#### Tâche A:
Repérez dans les enregistrements chaque ligne contenant le mot « stucco » et recopiez-la telle quelle.

Bulletin

Les fusions de petite envergure dans la mire du Bureau de la concurrence du Canada

Auteur : Charles Tingley

Le Bureau de la concurrence du Canada s’affaire à repérer et à passer en revue les acquisitions dont la taille fait en sorte qu’elles n’atteignent pas les seuils relatifs aux transactions devant faire l’objet d’un préavis de fusion fixés par la Loi sur la concurrence, mais qui peuvent néanmoins soulever des enjeux importants du point de vue de la concurrence. L’intérêt que montre le Bureau pour l’évaluation des fusions de petite envergure (y compris les transactions n’ayant pas à faire l’objet d’un préavis) s’inscrit dans la ligne de ses pratiques antérieures en matière d’application de la loi et des tendances actuelles en droit de la concurrence. De plus, certains commentateurs au pays et à l’étranger se sont montrés préoccupés par l’acquisition de sociétés innovantes en démarrage par des grandes entreprises technologiques et par la possibilité que de telles transactions puissent empêcher toute concurrence perturbatrice future.

#### Tâche B:
Rédigez, s'il vous plaît, la suite du bulletin sur les fusions de petite envergure en reprenant après sa dernière phrase.

[Entrées enregistrées]

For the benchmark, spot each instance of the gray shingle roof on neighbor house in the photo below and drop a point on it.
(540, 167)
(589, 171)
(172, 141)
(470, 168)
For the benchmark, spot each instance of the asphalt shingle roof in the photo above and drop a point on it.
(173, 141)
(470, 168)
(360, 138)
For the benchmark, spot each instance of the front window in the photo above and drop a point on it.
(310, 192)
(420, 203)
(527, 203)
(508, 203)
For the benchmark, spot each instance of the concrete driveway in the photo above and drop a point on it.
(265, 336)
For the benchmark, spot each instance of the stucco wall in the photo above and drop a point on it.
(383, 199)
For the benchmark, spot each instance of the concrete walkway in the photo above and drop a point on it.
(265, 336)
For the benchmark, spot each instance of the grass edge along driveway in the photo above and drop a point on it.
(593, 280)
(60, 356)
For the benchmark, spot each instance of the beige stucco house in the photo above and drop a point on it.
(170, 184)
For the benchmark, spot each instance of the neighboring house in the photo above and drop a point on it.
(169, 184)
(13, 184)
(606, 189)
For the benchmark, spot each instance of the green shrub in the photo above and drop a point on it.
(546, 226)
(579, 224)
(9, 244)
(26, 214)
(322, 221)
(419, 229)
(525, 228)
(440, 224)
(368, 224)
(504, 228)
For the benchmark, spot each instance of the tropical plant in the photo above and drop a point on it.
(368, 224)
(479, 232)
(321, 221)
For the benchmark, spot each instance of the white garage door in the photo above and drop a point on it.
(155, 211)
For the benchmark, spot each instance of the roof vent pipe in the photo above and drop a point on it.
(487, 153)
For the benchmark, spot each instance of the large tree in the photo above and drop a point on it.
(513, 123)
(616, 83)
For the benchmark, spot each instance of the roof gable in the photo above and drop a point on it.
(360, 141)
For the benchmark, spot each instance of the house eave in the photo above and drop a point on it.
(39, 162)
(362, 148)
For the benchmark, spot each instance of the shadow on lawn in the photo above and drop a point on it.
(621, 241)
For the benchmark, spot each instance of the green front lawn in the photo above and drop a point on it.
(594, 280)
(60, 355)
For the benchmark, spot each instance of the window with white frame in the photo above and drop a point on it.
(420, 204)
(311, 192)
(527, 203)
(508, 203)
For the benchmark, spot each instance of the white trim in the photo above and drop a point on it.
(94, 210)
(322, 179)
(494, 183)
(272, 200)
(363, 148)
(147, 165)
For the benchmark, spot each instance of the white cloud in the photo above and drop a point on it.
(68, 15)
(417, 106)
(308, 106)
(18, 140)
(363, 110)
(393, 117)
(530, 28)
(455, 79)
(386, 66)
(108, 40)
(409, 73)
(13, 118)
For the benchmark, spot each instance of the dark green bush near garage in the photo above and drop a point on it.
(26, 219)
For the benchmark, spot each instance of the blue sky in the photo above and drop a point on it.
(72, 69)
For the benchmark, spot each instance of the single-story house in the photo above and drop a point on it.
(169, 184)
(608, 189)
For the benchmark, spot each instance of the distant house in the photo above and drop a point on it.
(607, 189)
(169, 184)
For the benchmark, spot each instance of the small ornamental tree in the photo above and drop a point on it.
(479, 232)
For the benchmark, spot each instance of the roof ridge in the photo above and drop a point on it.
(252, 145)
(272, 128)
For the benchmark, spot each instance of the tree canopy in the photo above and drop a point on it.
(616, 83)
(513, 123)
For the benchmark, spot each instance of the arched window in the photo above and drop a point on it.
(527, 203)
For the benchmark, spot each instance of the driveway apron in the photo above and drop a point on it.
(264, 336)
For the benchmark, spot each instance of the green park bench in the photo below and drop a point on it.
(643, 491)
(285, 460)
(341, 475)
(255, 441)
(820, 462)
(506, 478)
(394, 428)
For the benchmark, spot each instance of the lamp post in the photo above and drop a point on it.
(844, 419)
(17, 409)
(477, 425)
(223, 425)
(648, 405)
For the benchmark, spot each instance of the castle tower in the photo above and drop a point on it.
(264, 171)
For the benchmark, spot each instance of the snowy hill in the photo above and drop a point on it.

#### Réponse attendue A:
For the benchmark, spot each instance of the stucco wall in the photo above and drop a point on it.
For the benchmark, spot each instance of the beige stucco house in the photo above and drop a point on it.

#### Réponse attendue B:
De la parole…

Le Bureau a clairement fait connaître sa nouvelle approche plus rigoureuse en ce qui concerne l’application de la loi aux fusions de petite envergure et/ou n’ayant pas à faire l’objet d’un préavis :

  • En mai de cette année, le commissaire de la concurrence a annoncé que le Bureau avait alloué plus de ressources à l’examen des fusions n’ayant pas à faire l’objet d’un préavis qui sont susceptibles d’être problématiques et qu’il avait mis sur pied pour ce faire l'Unité du renseignement et des avis de fusion (l’ « Unité »). Le commissaire a déclaré que l’Unité avait, après seulement deux mois d’existence, déjà repéré deux transactions qui pourraient soulever des enjeux du point de vue de la concurrence.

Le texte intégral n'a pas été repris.